# [Entries]

○ ○ ○

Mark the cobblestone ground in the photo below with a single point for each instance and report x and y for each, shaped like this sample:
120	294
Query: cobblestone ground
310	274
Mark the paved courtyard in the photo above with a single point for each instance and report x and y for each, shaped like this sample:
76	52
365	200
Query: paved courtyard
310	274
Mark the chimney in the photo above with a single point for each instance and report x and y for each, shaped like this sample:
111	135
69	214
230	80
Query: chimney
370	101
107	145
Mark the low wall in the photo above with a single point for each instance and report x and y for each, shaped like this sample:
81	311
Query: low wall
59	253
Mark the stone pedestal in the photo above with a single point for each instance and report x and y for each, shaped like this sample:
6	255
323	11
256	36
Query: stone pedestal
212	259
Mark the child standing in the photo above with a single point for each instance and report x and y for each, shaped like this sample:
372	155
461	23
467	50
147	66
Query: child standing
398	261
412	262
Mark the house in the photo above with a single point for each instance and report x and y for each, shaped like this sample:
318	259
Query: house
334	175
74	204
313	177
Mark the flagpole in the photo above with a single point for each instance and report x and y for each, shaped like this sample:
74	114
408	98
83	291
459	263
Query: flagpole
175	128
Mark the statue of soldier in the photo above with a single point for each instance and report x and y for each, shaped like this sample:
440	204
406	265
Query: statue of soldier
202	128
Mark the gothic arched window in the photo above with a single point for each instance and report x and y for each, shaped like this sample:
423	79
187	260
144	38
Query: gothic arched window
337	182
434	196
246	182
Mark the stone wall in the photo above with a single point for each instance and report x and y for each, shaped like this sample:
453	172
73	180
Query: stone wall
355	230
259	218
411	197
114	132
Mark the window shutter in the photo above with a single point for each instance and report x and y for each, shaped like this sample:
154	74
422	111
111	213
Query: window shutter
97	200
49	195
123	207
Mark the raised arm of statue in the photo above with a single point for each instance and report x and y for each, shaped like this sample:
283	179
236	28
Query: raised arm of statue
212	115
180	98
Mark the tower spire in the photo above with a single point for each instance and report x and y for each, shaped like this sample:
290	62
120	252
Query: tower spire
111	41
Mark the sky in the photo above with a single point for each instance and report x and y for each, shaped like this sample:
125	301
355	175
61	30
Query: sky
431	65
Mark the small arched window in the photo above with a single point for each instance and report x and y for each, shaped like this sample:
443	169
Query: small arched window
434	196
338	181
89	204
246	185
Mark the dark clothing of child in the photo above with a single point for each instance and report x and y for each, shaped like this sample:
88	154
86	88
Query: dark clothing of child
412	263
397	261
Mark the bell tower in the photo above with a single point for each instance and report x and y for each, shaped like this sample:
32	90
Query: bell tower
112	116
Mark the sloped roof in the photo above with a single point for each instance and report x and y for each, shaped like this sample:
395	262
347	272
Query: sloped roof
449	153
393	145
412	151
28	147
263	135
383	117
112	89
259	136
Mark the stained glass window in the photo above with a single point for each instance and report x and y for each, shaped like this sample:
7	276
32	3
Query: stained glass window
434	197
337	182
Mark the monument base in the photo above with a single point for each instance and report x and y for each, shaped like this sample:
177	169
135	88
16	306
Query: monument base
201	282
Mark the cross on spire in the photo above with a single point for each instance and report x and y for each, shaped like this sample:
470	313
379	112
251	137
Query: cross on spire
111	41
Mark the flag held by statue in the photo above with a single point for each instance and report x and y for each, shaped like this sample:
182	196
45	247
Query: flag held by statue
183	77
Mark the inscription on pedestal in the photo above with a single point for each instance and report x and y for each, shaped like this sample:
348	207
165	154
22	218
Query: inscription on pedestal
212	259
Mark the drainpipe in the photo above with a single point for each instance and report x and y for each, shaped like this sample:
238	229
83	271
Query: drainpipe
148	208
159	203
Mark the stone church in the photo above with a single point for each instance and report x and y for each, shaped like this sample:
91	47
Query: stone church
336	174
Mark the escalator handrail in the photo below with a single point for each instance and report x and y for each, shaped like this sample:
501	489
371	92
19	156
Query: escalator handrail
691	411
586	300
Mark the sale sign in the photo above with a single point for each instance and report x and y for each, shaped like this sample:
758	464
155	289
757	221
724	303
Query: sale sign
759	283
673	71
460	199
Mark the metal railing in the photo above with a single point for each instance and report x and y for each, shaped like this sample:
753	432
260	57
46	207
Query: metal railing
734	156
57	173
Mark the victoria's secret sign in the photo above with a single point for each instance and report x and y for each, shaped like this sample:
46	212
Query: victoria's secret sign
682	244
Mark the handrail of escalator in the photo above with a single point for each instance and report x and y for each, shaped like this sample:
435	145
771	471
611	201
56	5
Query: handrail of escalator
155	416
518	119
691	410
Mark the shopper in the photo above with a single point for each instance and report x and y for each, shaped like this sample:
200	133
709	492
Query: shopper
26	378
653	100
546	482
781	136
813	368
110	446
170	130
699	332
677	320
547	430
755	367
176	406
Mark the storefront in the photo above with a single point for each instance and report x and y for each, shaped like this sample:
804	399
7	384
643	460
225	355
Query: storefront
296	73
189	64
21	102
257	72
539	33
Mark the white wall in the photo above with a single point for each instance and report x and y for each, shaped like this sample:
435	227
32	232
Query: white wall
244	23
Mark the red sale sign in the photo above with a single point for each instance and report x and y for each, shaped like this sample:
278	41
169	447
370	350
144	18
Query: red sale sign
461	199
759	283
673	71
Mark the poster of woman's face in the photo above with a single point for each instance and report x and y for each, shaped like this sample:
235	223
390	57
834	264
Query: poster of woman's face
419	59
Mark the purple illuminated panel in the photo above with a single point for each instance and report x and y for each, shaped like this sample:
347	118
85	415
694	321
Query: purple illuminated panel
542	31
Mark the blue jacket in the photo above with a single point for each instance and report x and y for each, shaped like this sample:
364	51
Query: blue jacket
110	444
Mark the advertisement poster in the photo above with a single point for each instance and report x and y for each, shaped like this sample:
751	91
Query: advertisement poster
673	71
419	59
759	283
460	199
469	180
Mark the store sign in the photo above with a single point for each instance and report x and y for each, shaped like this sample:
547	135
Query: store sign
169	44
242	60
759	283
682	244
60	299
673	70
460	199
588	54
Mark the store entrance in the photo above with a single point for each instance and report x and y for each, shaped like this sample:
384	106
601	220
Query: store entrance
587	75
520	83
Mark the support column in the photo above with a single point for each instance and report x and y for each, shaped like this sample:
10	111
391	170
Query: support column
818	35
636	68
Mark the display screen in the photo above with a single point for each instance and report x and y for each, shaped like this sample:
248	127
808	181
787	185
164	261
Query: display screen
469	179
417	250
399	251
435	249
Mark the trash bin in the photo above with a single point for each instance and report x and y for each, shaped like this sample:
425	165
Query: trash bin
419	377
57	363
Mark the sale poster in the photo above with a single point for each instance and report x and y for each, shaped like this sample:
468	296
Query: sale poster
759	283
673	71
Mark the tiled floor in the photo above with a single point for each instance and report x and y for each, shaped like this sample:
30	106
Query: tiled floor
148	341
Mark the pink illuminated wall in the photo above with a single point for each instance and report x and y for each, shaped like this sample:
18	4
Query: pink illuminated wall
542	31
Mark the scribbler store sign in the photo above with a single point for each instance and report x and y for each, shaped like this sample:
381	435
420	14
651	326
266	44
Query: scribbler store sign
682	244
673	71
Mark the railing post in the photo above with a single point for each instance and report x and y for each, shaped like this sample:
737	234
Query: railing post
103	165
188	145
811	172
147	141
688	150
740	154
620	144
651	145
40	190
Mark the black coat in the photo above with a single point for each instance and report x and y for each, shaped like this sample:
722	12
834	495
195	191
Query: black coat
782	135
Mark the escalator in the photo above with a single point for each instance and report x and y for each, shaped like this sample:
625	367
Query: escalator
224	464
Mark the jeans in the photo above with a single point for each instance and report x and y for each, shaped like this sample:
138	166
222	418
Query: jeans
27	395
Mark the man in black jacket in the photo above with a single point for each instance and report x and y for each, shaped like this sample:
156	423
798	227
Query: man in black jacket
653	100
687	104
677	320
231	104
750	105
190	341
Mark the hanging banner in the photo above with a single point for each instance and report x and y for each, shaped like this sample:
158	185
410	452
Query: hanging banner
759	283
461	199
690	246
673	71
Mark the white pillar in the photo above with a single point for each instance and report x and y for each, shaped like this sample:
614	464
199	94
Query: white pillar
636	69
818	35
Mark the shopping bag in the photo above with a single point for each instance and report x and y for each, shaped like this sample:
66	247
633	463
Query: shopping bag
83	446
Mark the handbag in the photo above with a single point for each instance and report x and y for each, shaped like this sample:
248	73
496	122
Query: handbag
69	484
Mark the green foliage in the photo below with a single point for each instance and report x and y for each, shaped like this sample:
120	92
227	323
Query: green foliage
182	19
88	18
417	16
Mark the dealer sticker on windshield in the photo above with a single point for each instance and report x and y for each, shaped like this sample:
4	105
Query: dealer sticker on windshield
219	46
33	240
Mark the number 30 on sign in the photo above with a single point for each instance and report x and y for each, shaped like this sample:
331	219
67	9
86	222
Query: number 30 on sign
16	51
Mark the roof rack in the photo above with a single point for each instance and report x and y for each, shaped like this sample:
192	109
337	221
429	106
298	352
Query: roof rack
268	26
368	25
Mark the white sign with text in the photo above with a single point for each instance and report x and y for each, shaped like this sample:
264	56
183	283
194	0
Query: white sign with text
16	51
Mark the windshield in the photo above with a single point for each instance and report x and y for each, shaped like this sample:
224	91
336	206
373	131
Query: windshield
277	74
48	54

○ ○ ○

Begin with the line that contains "Mark the white pillar" and end with the last line of the records; set down every line in that span exactly, and nothing else.

# [Answer]
Mark the white pillar in the photo above with a single point for each instance and report x and y for each, shaped like this sample:
614	464
199	94
Query: white pillar
636	69
818	35
Mark the shopping bag in the photo above with a single point for each instance and report x and y for each, shaped like this sample:
66	247
633	463
Query: shopping bag
83	446
Mark the handbag in the photo above with a single point for each instance and report x and y for each, shaped like this sample:
248	73
496	122
Query: handbag
69	484
Mark the green foliage in the photo below with a single point for each instance and report x and y for each, shaped like this sample:
120	92
227	323
Query: green foliage
182	19
88	18
417	16
Mark the dealer sticker on windshield in the photo above with a single point for each instance and report x and y for each, shaped like this sample:
4	105
Query: dealer sticker on windshield
219	46
33	240
Mark the number 30 on sign in the photo above with a single point for each instance and report x and y for each, shaped like this sample:
331	219
67	9
86	222
Query: number 30 on sign
16	51
Mark the roof rack in the photo above with a single point for each instance and report x and y for each, shaped like this sample:
192	109
337	221
429	106
298	352
Query: roof rack
268	26
368	25
Mark the white sign with text in the photo above with a single point for each instance and report x and y for each, shaped like this sample:
264	56
183	283
194	0
Query: white sign with text
16	51
Mark the windshield in the photo above with a single point for each instance and report x and y for each, shaped like this sample:
224	91
336	206
373	131
Query: windshield
277	74
48	54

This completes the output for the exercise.